EXTRACTED ENTRIES:
══════

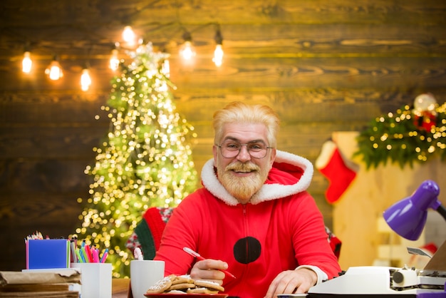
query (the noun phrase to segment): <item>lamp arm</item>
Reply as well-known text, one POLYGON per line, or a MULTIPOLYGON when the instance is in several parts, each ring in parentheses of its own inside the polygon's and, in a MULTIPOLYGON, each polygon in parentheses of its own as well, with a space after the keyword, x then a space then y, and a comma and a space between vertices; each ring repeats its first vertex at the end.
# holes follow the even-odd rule
POLYGON ((437 211, 438 211, 438 213, 440 213, 443 217, 445 220, 446 220, 446 208, 445 208, 442 205, 440 204, 440 206, 438 206, 437 211))

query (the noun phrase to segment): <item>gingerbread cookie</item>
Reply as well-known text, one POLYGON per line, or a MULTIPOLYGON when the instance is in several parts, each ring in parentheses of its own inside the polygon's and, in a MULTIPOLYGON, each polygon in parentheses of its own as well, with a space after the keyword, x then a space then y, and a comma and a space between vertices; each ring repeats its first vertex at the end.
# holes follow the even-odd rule
POLYGON ((209 280, 195 280, 194 282, 197 287, 205 287, 210 290, 224 292, 224 288, 217 284, 217 282, 211 282, 209 280))
POLYGON ((218 291, 212 290, 207 287, 196 287, 194 289, 188 289, 187 294, 218 294, 218 291))
POLYGON ((172 280, 175 276, 167 276, 155 283, 152 287, 147 289, 147 294, 159 294, 167 291, 172 286, 172 280))

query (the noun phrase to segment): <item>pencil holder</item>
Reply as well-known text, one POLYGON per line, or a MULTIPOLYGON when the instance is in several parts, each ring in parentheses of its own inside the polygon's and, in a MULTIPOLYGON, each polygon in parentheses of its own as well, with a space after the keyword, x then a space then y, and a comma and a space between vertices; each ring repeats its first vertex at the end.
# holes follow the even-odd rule
POLYGON ((112 265, 110 263, 71 263, 81 269, 82 298, 112 297, 112 265))

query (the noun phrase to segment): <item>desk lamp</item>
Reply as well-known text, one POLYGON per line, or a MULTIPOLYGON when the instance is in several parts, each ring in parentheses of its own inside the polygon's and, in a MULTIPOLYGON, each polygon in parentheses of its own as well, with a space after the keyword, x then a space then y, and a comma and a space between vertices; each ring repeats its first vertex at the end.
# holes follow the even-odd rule
POLYGON ((427 209, 434 209, 446 220, 446 209, 438 200, 440 188, 432 180, 425 180, 413 194, 393 204, 384 211, 384 219, 400 236, 409 240, 420 237, 427 217, 427 209))

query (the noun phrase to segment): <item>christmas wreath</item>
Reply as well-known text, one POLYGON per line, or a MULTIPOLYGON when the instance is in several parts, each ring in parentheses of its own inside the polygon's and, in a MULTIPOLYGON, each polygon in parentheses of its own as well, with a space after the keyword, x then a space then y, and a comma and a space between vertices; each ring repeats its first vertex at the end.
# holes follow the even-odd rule
POLYGON ((446 103, 439 106, 432 94, 421 94, 408 105, 377 117, 357 138, 356 155, 367 168, 388 160, 401 168, 432 157, 446 160, 446 103))

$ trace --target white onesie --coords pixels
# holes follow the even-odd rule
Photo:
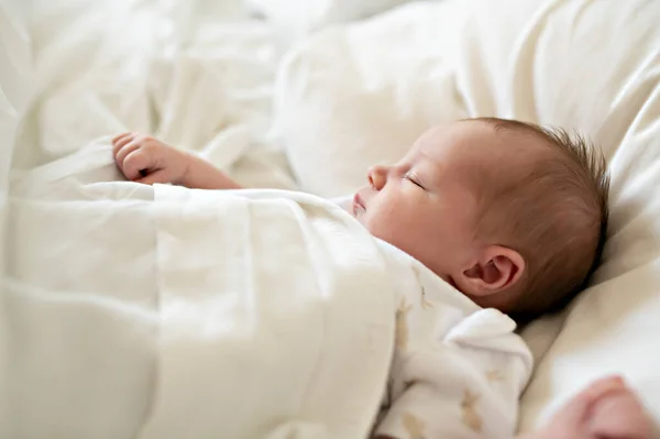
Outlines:
[[[374,436],[512,438],[532,370],[516,323],[481,308],[405,252],[381,245],[398,271],[398,297],[395,353]]]

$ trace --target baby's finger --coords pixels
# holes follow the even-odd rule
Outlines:
[[[618,376],[598,380],[564,405],[553,420],[578,427],[582,425],[590,409],[600,398],[609,392],[625,387],[624,381]]]
[[[158,169],[148,174],[146,177],[140,178],[135,182],[142,183],[143,185],[154,185],[156,183],[169,183],[169,179],[167,178],[165,169]]]
[[[124,133],[119,134],[114,139],[112,139],[112,153],[117,155],[117,153],[129,142],[131,142],[135,138],[134,133]]]
[[[603,438],[650,439],[651,421],[639,399],[628,389],[598,400],[590,420],[591,432]]]
[[[140,146],[141,146],[140,142],[132,141],[132,142],[128,143],[127,145],[124,145],[121,150],[119,150],[114,154],[114,162],[117,163],[117,166],[123,167],[124,160],[129,156],[129,154],[131,154],[133,151],[138,150]]]
[[[151,167],[152,163],[148,154],[145,154],[142,150],[135,150],[127,155],[121,171],[128,179],[134,182],[144,176],[143,172],[148,174]]]

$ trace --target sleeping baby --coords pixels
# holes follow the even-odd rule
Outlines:
[[[148,136],[120,134],[113,152],[130,180],[241,188],[204,160]],[[526,322],[560,309],[597,266],[607,222],[604,158],[561,130],[480,118],[429,130],[396,165],[372,167],[367,183],[342,207],[424,268],[421,293],[403,288],[395,298],[395,350],[373,435],[510,437],[516,409],[504,407],[517,404],[531,355],[506,315]],[[488,328],[482,336],[470,330],[477,323]],[[459,385],[472,370],[472,387]],[[503,416],[506,425],[497,421]],[[647,431],[639,403],[612,378],[528,437]]]

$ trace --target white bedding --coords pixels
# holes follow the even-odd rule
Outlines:
[[[91,146],[14,186],[0,437],[365,437],[394,345],[376,240],[304,194],[117,183]]]
[[[248,185],[300,184],[322,196],[352,190],[362,184],[367,165],[397,158],[426,127],[454,118],[513,117],[591,135],[603,146],[613,174],[605,264],[596,285],[566,312],[565,325],[565,316],[559,316],[526,330],[542,361],[522,399],[521,427],[532,429],[570,395],[610,372],[623,373],[660,419],[657,2],[413,4],[318,33],[288,53],[284,65],[282,35],[267,23],[246,21],[238,0],[56,3],[31,2],[28,11],[37,67],[32,90],[14,88],[16,78],[30,79],[28,45],[11,48],[8,34],[21,32],[10,33],[0,22],[0,85],[8,97],[4,101],[0,95],[4,190],[1,167],[9,165],[12,153],[20,176],[118,130],[151,131],[206,153]],[[1,0],[0,11],[7,4]],[[341,0],[328,4],[337,8]],[[15,9],[20,15],[21,8]],[[336,17],[358,18],[336,11]],[[2,64],[8,53],[13,66],[9,72]],[[8,91],[8,83],[15,92]],[[14,130],[14,110],[24,108],[29,91],[36,91],[38,99],[19,129],[20,147],[13,149],[7,139]],[[286,147],[297,182],[278,146]],[[3,220],[3,197],[0,206]],[[101,211],[90,216],[90,232],[110,220]],[[9,232],[0,237],[6,249],[4,239],[13,230],[1,226]],[[38,229],[33,231],[38,234]],[[66,230],[55,233],[66,245]],[[113,242],[106,245],[89,257],[121,252]],[[2,268],[11,267],[9,256]],[[121,279],[121,273],[113,278]],[[141,296],[144,288],[131,285],[131,277],[123,281],[127,296],[148,299]],[[10,320],[4,300],[0,318],[0,348],[6,349]],[[65,336],[44,331],[44,342],[57,343]],[[148,327],[134,336],[136,347],[144,337]],[[112,349],[110,344],[109,358],[121,358]],[[8,388],[2,352],[0,394]],[[133,383],[107,385],[119,395]],[[145,404],[131,400],[123,413],[142,416]],[[6,413],[0,406],[0,418]]]
[[[422,2],[312,35],[277,81],[292,168],[324,196],[354,190],[369,165],[453,118],[557,124],[602,146],[604,263],[572,310],[525,331],[540,362],[524,430],[610,373],[660,420],[659,22],[660,3],[646,0]]]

══════

THE REQUEST: Copy out every line of the records from the one containing "query (the noun phrase to segment): <item>pencil" down to the one containing "POLYGON ((112 265, 110", both included. Keep the request lines unchanged, and add 42 to every coordinate in the polygon outlines.

RESPONSE:
query (the noun phrase to segment): <item>pencil holder</item>
Reply as well-known text, one POLYGON per line, or a MULTIPOLYGON when the instance is in several parts, each ring in parentheses of its own inside the polygon's and, in a MULTIPOLYGON, each polygon in parentheses of its own as well, with a space after the keyword, x then a space then y, and a comma and a space between vertices; each ring repeats its first vertex at the end.
# holes follow the even-odd rule
POLYGON ((154 307, 152 305, 113 305, 123 311, 124 340, 154 339, 154 307))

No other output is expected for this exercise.